Records from a data source:
=====

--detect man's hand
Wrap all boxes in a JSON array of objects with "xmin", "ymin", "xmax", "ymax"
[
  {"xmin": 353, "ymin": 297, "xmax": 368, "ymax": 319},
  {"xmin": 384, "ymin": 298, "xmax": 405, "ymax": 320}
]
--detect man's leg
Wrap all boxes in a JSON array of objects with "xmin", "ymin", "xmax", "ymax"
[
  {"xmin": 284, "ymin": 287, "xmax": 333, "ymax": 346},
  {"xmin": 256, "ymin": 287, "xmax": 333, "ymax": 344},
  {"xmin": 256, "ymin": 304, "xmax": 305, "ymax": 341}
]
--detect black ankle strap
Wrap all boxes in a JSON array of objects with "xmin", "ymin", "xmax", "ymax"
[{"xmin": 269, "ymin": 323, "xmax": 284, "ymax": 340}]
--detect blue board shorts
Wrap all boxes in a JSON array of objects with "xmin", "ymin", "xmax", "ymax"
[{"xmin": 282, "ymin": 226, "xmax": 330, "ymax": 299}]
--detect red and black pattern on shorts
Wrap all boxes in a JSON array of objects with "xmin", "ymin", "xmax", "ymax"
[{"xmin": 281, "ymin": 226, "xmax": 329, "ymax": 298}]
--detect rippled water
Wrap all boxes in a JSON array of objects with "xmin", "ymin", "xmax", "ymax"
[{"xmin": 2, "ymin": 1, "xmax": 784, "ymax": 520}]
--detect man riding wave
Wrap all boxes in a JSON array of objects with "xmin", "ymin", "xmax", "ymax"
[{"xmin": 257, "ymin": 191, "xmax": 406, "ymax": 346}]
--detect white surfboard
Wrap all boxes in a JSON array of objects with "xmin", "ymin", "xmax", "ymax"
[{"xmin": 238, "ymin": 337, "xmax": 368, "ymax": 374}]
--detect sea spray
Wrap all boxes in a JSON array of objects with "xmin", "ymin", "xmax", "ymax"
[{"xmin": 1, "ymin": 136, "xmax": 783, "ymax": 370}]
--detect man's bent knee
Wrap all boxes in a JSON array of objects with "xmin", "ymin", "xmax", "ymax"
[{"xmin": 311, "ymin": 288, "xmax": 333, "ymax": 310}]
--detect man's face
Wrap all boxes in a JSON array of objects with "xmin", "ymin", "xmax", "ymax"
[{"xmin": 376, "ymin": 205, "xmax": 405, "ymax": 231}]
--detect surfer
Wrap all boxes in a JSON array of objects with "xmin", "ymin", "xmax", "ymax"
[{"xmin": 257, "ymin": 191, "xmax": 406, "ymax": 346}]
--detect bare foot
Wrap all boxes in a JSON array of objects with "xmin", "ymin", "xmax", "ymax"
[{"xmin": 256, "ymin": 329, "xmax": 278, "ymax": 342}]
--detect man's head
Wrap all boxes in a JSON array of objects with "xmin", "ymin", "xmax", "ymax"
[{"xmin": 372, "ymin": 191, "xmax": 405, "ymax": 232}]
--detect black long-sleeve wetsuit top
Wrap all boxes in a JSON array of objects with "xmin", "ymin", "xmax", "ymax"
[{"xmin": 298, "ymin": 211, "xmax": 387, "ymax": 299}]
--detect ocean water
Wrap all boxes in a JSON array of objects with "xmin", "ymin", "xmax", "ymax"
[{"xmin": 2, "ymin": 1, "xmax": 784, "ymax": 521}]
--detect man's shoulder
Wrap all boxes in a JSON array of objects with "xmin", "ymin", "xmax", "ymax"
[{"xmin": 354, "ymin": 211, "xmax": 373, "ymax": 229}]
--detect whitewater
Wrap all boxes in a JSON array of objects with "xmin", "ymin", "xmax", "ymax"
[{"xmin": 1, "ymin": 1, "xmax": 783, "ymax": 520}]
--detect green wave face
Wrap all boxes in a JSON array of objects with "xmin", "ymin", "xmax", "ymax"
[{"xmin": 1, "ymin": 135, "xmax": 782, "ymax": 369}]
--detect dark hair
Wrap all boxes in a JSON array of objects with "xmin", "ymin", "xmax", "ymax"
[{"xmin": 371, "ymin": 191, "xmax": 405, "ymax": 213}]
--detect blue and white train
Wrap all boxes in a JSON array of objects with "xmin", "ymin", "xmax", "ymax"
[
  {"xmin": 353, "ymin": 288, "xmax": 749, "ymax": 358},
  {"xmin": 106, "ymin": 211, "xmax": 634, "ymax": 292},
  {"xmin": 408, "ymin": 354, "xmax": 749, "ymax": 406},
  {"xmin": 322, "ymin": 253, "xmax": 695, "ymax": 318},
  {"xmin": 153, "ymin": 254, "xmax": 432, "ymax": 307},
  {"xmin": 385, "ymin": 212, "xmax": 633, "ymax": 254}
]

=====

Produce an exact copy of the lines from the one containing "--detect blue and white train" through the final line of the data, both ends included, and only those.

--detect blue and white train
Wrap all boxes in a JSON array of objects with "xmin", "ymin", "xmax", "ymax"
[
  {"xmin": 353, "ymin": 288, "xmax": 749, "ymax": 358},
  {"xmin": 106, "ymin": 211, "xmax": 634, "ymax": 292},
  {"xmin": 408, "ymin": 354, "xmax": 749, "ymax": 406},
  {"xmin": 322, "ymin": 253, "xmax": 695, "ymax": 318},
  {"xmin": 153, "ymin": 254, "xmax": 432, "ymax": 307},
  {"xmin": 385, "ymin": 212, "xmax": 633, "ymax": 254}
]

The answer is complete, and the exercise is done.